╔══
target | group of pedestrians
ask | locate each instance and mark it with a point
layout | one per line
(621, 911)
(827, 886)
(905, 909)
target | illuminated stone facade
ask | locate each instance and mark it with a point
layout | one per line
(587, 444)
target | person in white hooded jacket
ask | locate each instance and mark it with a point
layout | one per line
╚══
▶ [PROMPT]: Copy the lines again from the one that contains "target | illuminated stone facade" through the last line, including both ends and the requests. Multiply every point coordinate in the answers by 1.7, rounding each result to a whole number with halves going up.

▶ [ANSWER BELOW]:
target | illuminated stone facade
ask | locate each instance and mark it with a point
layout | one per line
(998, 755)
target | person in white hooded jacket
ask | locate each instance and mark it with a point
layout | one per line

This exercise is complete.